(DATA EXCERPTS Opens)
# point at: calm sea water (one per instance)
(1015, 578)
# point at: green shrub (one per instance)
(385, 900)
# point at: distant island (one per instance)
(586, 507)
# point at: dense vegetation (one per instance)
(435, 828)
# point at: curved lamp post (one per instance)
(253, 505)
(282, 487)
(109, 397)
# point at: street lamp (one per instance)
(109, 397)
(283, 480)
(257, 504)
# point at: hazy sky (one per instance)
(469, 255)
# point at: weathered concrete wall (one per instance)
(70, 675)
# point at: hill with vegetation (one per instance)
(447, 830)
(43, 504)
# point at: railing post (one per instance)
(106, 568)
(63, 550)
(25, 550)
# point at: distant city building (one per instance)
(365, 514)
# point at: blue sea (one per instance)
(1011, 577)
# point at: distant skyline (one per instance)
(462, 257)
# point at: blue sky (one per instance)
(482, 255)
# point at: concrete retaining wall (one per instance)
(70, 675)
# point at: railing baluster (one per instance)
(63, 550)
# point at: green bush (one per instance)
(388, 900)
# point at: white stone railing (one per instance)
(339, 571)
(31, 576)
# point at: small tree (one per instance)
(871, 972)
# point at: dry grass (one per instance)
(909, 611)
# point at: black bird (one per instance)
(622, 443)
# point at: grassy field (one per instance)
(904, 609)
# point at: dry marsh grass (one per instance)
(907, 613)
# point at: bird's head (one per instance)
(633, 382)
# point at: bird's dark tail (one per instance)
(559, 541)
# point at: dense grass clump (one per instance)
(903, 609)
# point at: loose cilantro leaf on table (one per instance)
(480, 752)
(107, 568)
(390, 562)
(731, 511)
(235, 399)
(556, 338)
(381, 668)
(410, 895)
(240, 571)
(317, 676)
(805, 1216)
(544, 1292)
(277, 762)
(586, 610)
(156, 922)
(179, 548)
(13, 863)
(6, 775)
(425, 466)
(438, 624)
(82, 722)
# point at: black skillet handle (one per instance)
(DATA EXCERPTS Closes)
▶ [REQUIRED WORK]:
Each record above is to be reproduced exactly, in full.

▶ [ANSWER TO THE EXERCISE]:
# point at: calm sea water (one per instance)
(1015, 578)
# point at: green shrub (one per instance)
(385, 900)
# point at: distant island (one per instance)
(586, 507)
# point at: dense vegetation (one per instance)
(435, 828)
# point at: curved lamp post (one per instance)
(253, 505)
(282, 487)
(109, 397)
# point at: street lamp (one per instance)
(109, 397)
(283, 480)
(257, 504)
# point at: hazy sky (one per instance)
(469, 255)
# point at: weathered concrete wall (one per instance)
(70, 675)
# point at: hill with vegetation (one per instance)
(447, 830)
(43, 504)
# point at: railing post (one per instance)
(106, 568)
(63, 550)
(25, 550)
# point at: distant city building (one per instance)
(365, 514)
# point at: blue sea (one per instance)
(1011, 577)
# point at: distant skyline (one per instance)
(462, 257)
# point at: blue sky (one per instance)
(482, 255)
# point at: concrete retaining wall (one per instance)
(70, 675)
# point at: railing baluster (one per instance)
(63, 550)
# point at: green bush (one per instance)
(388, 900)
# point at: white stone railing (one per instance)
(339, 571)
(31, 576)
# point at: small tree (one per instance)
(871, 972)
# point at: dry grass (one per instance)
(909, 611)
# point at: black bird (one per instance)
(622, 443)
# point at: grassy field (one per instance)
(904, 609)
# point at: dry marsh grass (one per instance)
(907, 613)
# point at: bird's head (one per instance)
(633, 382)
# point at: bird's dark tail (one per instance)
(559, 541)
# point at: dense grass clump (one per instance)
(903, 609)
# point at: loose cilantro leaf on table (one per instance)
(480, 752)
(107, 568)
(390, 562)
(731, 511)
(235, 399)
(556, 338)
(381, 668)
(410, 895)
(240, 571)
(317, 676)
(805, 1216)
(544, 1292)
(277, 762)
(586, 610)
(156, 922)
(179, 548)
(13, 863)
(6, 775)
(425, 466)
(438, 624)
(82, 722)
# point at: black skillet handle (one per instance)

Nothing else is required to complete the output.